▸ EXCERPTED DATA:

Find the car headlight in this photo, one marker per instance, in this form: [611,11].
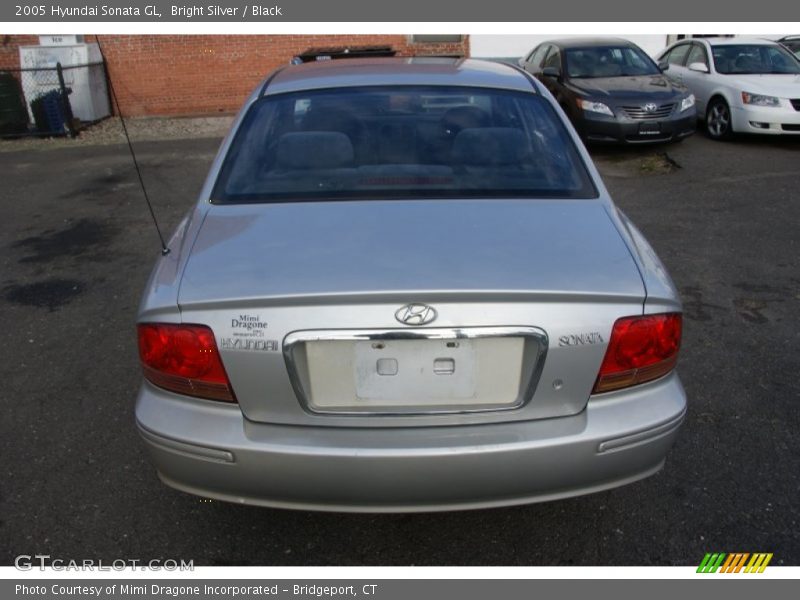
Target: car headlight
[592,106]
[760,100]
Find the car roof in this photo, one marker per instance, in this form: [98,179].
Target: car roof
[584,42]
[437,71]
[723,41]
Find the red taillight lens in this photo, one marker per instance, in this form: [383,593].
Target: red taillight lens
[183,359]
[641,349]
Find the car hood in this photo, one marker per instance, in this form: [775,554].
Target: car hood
[644,87]
[361,248]
[784,86]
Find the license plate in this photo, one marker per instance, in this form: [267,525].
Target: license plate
[649,128]
[414,374]
[395,370]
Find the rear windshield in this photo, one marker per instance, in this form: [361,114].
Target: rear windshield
[608,61]
[745,59]
[401,142]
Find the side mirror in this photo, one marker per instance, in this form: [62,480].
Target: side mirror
[552,72]
[699,67]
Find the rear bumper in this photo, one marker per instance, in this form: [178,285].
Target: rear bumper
[620,130]
[211,450]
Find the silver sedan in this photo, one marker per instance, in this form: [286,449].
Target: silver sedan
[404,287]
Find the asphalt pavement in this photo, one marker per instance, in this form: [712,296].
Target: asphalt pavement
[75,482]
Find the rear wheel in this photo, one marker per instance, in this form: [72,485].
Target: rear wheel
[718,120]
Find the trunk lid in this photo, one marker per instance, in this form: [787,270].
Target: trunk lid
[556,271]
[324,250]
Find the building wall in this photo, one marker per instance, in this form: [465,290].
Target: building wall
[9,48]
[207,74]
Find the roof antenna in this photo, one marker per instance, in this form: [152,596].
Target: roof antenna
[164,249]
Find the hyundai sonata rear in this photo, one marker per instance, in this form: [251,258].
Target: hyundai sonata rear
[404,287]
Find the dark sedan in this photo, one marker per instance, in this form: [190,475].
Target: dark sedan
[612,91]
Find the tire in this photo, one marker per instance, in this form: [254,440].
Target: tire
[719,123]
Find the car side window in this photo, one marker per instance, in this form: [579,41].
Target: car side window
[677,56]
[553,58]
[697,54]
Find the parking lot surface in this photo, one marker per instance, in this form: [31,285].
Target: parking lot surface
[75,483]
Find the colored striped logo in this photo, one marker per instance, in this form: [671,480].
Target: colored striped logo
[735,562]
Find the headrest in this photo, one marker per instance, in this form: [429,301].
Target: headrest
[314,150]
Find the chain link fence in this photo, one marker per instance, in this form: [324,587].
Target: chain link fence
[38,101]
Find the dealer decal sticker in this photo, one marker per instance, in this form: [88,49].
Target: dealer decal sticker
[248,331]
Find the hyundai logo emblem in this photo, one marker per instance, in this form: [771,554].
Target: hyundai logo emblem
[415,314]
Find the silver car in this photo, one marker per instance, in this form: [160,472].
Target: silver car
[404,287]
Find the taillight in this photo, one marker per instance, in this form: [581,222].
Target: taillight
[183,359]
[640,349]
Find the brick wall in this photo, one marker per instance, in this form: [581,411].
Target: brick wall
[9,48]
[206,74]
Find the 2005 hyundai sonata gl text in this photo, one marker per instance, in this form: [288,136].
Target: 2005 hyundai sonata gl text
[404,287]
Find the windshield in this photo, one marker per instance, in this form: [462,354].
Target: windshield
[744,59]
[401,142]
[608,61]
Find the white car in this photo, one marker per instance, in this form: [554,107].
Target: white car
[740,85]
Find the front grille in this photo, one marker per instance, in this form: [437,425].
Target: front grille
[639,113]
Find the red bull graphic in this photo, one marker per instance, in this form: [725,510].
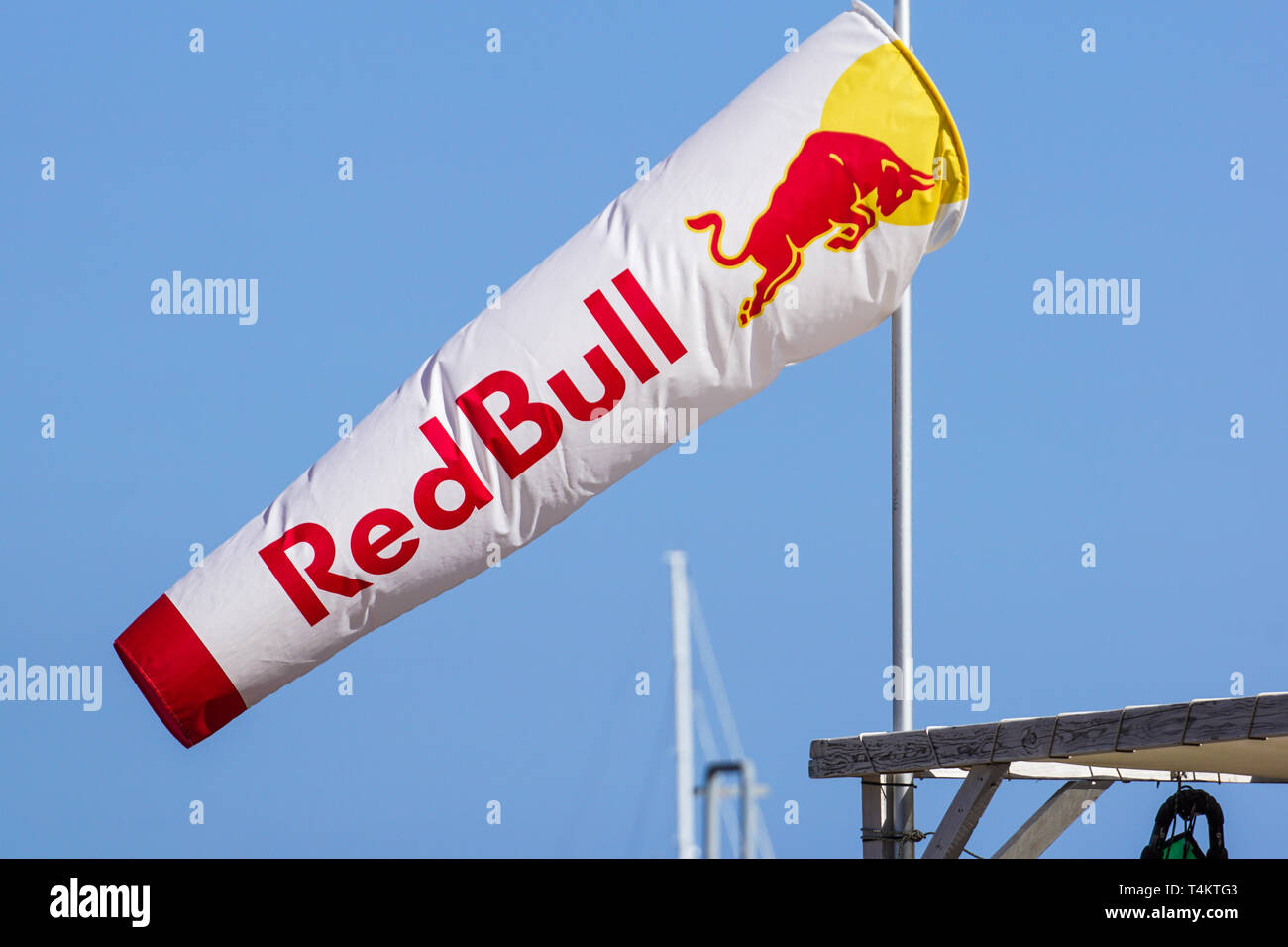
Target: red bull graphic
[824,189]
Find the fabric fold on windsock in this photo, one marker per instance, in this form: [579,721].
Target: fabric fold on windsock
[787,224]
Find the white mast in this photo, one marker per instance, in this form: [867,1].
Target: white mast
[901,486]
[686,847]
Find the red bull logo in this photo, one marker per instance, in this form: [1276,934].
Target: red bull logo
[840,184]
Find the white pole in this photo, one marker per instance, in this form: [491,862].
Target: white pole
[683,707]
[901,522]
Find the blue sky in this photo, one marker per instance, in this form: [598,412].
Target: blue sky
[519,685]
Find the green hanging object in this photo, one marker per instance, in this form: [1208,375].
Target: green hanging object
[1188,804]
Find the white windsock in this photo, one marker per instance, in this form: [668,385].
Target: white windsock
[787,224]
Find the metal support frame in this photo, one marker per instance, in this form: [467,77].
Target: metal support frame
[1048,822]
[711,792]
[973,797]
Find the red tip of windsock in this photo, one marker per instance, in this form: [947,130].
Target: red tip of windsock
[181,681]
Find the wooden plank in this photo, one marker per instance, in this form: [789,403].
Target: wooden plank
[1216,720]
[962,746]
[1149,727]
[1022,738]
[1095,732]
[1271,716]
[844,757]
[973,797]
[901,751]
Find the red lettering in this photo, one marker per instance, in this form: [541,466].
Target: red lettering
[572,399]
[366,552]
[292,582]
[649,317]
[621,337]
[519,410]
[458,471]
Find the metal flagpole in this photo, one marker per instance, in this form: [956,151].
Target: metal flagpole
[683,707]
[901,809]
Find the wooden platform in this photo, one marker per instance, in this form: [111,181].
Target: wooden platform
[1234,740]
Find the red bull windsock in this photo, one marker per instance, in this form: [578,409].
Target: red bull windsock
[787,224]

▸ EXERCISE PROMPT: Rewrite all of the material above, changing "in this photo" to "in this image" and leaving everything else as it is. Omit the pictures from your answer.

▸ ANSWER:
Find the car headlight in this image, one marker per instance, in this form: [611,11].
Target: car headlight
[592,106]
[760,100]
Find the car roof in this image, one marker per instance, in this form: [98,179].
Target: car roof
[584,42]
[437,71]
[723,41]
Find the red taillight lens in this image, one marker per instance, in this form: [383,593].
Target: red taillight lens
[183,359]
[641,349]
Find the car hood in this image, one marker per instance, in this form: [775,554].
Target: car hood
[644,87]
[361,248]
[784,86]
Find the license plate in this image, one marker per instance, in this form: [267,525].
Target: license plate
[649,128]
[414,374]
[395,370]
Find the rear windshield in this image, one marker per instance, in this form: [361,114].
Target: rear windshield
[608,61]
[745,59]
[401,142]
Find the side mirror in this image, one marker per instance, in this form: [62,480].
Target: side mirror
[552,72]
[699,67]
Find the rear bumper in this image, one marker per instance, in this form: [178,285].
Target: rear bumper
[620,130]
[211,450]
Find the silver sedan in this image, one marker per instance, in this form: [286,449].
Target: silver sedan
[404,287]
Find the asphalt pavement in this image, one marker per instance, in this form: [712,296].
Target: asphalt pavement
[75,482]
Find the rear wheel in this image, one marker per instance, in this form: [72,485].
Target: rear wheel
[718,120]
Find the trunk lid in this image, one marker per instance, in this form: [787,270].
Target: trunk lid
[556,271]
[324,250]
Find the building wall in this image, one marker per instance, in this form: [465,290].
Target: building wall
[9,48]
[207,74]
Find the roof antenna in this image, one marker per instance, in this form: [152,596].
Target: roof antenna
[164,249]
Find the hyundai sonata rear in this image, one marker per instance, in this form: [251,258].
Target: hyundai sonata rear
[404,287]
Find the dark sedan in this image, one marker per instance, in this form: [190,475].
Target: dark sedan
[612,91]
Find the tire in this image, one marker per instance, in this form: [254,440].
Target: tire
[719,123]
Find the car side window in this image, one marker per instance, in this form: [579,41].
Target: car side window
[677,56]
[553,58]
[697,54]
Find the parking lot surface in this image, one marker per instance, in this form: [31,285].
Target: parking lot surface
[75,483]
Find the colored striped logo in this image, one marker per instance, in this form: [671,480].
Target: colored striped logo
[735,562]
Find the headrest in this image, one marker per instance, in this form: [429,301].
Target: headrest
[314,150]
Find the chain link fence in this image, one marker per instance, in this form: [324,587].
Target: chain link fence
[38,101]
Find the dealer decal sticker in this image, one marker per instance, in this form: [88,49].
Target: dealer decal sticker
[248,331]
Find the hyundai logo emblem in this image, one marker per instance, in this form: [771,554].
Target: hyundai logo emblem
[415,314]
Find the silver car in this image, one marker per instance, in this form: [160,472].
Target: silver car
[404,287]
Find the taillight in this image, one marker per instance, in this form: [581,222].
Target: taillight
[183,359]
[640,349]
Find the brick wall in this image, one marker per instance, in this form: [581,411].
Target: brick wall
[9,48]
[206,74]
Find the 2005 hyundai sonata gl text in this image, one marker per instance, in this form: [288,136].
Target: 2005 hyundai sonata gl text
[404,287]
Find the windshield in this image, one marker per instance, in this form: [462,354].
Target: windshield
[744,59]
[401,142]
[608,61]
Find the white car in this image, one marker per instance, in this form: [554,107].
Target: white car
[740,85]
Find the front grille in this image, one marker per instance, in this form: [437,425].
Target: front grille
[639,113]
Find the red bull graphic in this image, one marker per instance, in this form: [725,510].
Target: red bull graphic
[824,189]
Find the fabric fold on windsock in this image, one marker per instance, in this form: [579,721].
Target: fabric fold on windsock
[787,224]
Find the white mast in this image, one marker per instance, in this form: [867,1].
Target: white mast
[901,486]
[686,847]
Find the red bull logo in this image, one marker per instance, in this form: [1276,934].
Target: red bull logo
[840,184]
Find the white pole in this image, one marker per instance, in this form: [491,862].
Target: white pole
[683,707]
[901,522]
Find the blue sky in this image, one marker per instance, in this form: [598,412].
Target: blue sky
[519,685]
Find the green hanging object in this image, one marker per instance, in this form: [1208,375].
Target: green hanging object
[1188,804]
Find the white windsock in this image, one marker per instance, in this form: [668,385].
Target: white windsock
[787,224]
Find the metal support frame in this image, one marker per instance, in this form: [467,77].
Target: metal support frame
[1048,822]
[711,792]
[973,797]
Find the red tip of windsock in this image, one marker per instance, in this form: [947,130].
Target: red tip of windsock
[181,681]
Find the wooden plank in this image, one marker per instance, in this form: [789,403].
Target: wooden plank
[1216,720]
[962,746]
[1149,727]
[1022,738]
[1095,732]
[1271,716]
[844,757]
[973,797]
[901,751]
Find the red lettering in this image, one marker per instance, in this form: [541,466].
Target: red lettering
[572,399]
[366,552]
[292,582]
[649,317]
[621,337]
[519,410]
[458,471]
Find the metal flagpole in this image, one marker per instance, in this form: [956,151].
Target: metal flagpole
[683,707]
[901,809]
Find the wooden platform in this image, one marker per instance, in this form: [111,181].
Target: wooden platform
[1234,740]
Find the red bull windsock in this image, one marker per instance, in this form: [578,409].
Target: red bull windsock
[787,224]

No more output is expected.